Reproduce each of the following items word for word.

* GIVEN RECORDS *
>> start

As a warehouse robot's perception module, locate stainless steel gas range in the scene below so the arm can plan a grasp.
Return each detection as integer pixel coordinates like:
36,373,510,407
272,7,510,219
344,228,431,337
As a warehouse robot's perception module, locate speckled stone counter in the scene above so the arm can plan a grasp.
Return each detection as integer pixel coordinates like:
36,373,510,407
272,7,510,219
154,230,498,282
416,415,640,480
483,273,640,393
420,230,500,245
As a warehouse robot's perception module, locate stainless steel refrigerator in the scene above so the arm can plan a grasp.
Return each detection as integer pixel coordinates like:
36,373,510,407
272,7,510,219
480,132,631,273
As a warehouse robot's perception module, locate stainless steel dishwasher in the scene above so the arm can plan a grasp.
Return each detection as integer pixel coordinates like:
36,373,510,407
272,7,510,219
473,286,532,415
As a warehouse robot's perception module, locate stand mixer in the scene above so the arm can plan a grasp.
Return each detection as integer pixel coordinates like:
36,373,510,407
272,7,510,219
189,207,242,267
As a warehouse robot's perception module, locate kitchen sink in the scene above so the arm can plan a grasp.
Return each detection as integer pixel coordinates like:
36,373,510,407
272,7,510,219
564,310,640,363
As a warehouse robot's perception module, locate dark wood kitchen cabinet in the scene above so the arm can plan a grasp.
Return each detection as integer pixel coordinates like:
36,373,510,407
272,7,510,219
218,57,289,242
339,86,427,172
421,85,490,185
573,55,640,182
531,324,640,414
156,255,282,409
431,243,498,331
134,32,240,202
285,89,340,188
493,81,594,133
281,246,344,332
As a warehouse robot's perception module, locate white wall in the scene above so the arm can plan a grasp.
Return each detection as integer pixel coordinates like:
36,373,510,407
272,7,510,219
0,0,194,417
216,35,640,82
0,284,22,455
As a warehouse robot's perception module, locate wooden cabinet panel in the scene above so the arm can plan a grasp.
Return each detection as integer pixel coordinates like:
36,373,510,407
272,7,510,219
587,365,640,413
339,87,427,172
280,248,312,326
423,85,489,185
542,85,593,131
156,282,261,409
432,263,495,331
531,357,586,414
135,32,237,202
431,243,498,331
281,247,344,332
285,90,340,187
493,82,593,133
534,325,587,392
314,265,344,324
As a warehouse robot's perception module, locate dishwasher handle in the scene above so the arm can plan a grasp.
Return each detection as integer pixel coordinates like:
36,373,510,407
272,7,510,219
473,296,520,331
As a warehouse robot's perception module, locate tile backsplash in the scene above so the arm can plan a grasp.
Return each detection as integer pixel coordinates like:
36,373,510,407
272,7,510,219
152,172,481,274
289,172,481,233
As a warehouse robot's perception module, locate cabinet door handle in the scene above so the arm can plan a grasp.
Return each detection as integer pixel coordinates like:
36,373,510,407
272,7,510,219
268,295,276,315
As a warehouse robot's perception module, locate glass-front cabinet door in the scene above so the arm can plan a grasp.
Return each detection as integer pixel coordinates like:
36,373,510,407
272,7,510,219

>> end

* ANSWER TO THE PROBLEM *
As a warehouse robot's perception module, locate stainless steel gas range in the scene below so the arm can plan a grasp.
Return each detection as integer pixel coordinates like:
36,373,510,407
272,7,510,219
344,228,431,337
As a warehouse robot's perception module, locate speckled stone counter in the scene above so the arm can plan a grasp.
Return each detection as integer pixel coordinates like:
36,373,510,407
272,7,510,219
154,230,498,282
416,415,640,480
483,273,640,393
420,230,500,245
As a warehouse robot's perception module, locate stainless steel refrigerator in the scene above so the arm can plan a grasp.
Return each detection as integer pixel coordinates like:
36,373,510,407
272,7,510,219
480,132,631,273
As a warehouse robot's perception module, locate stainless steel dishwasher in the scene above so the arm can plan a grasp.
Return each detection as integer pixel coordinates like:
36,373,510,407
272,7,510,219
473,286,532,415
As a warehouse robot's perception module, locate stand mixer in the scene above so the arm can plan a grasp.
Return each detection as integer pixel coordinates like:
36,373,510,407
272,7,510,219
189,207,242,267
As a warehouse robot's perception module, locate kitchen sink in the scene above so the arm can plan a grasp.
Return each detection as integer pixel coordinates like:
36,373,510,407
272,7,510,219
564,310,640,363
As a warehouse robot's perception module, locate dark wood kitchen cabinet in the scene above so the arm can plan a grasp.
Return each detection as integer pixel coordinates like:
36,373,510,407
272,7,510,219
218,57,289,242
339,86,427,172
421,85,490,185
573,55,640,182
531,324,640,414
156,255,282,409
431,243,498,331
134,32,240,202
285,89,340,188
493,81,594,133
281,246,344,332
As a warehouse robot's perception module, locate white wall in the scene above so the arm can plan a grasp.
Return each detection as integer pixel coordinates like:
36,373,510,407
272,7,510,219
0,0,194,417
216,35,640,82
0,284,22,455
As a warehouse robot's perception module, locate wooden cabinet panel in the scene above so the arm can plan a grasp.
Return each detection as integer pixel coordinates like:
36,373,510,407
272,7,510,219
587,365,640,413
339,87,427,172
280,248,312,326
423,85,489,185
542,85,593,131
156,282,261,409
432,263,495,331
531,357,586,414
135,32,237,202
431,243,498,331
281,247,344,332
285,90,340,187
493,82,593,133
534,325,587,392
314,265,344,324
As a warehouse robot's perception module, locate dishwasher handle in the scene above so the arm can plan a grasp.
Return each detection as integer pixel coordinates like:
36,373,510,407
272,7,510,219
473,296,520,331
As a warehouse robot's perception module, locate tile backsplash in the scene above so the arm can plan a grasp.
Return each detection as integer pixel coordinates like:
36,373,510,407
272,7,510,219
152,172,481,274
289,172,481,233
As a warehouse robot's perception module, locate cabinet door handle in the scene above so the arm can plan a grasp.
Return each detection as integer pixel coordinates like:
36,373,510,407
272,7,510,219
268,295,276,315
As a warehouse robot's perception module, locate glass-front cabinet door in the scene above so the arm can plan a grasp.
Return each detection as integer pixel coordinates like:
36,373,510,407
272,7,510,219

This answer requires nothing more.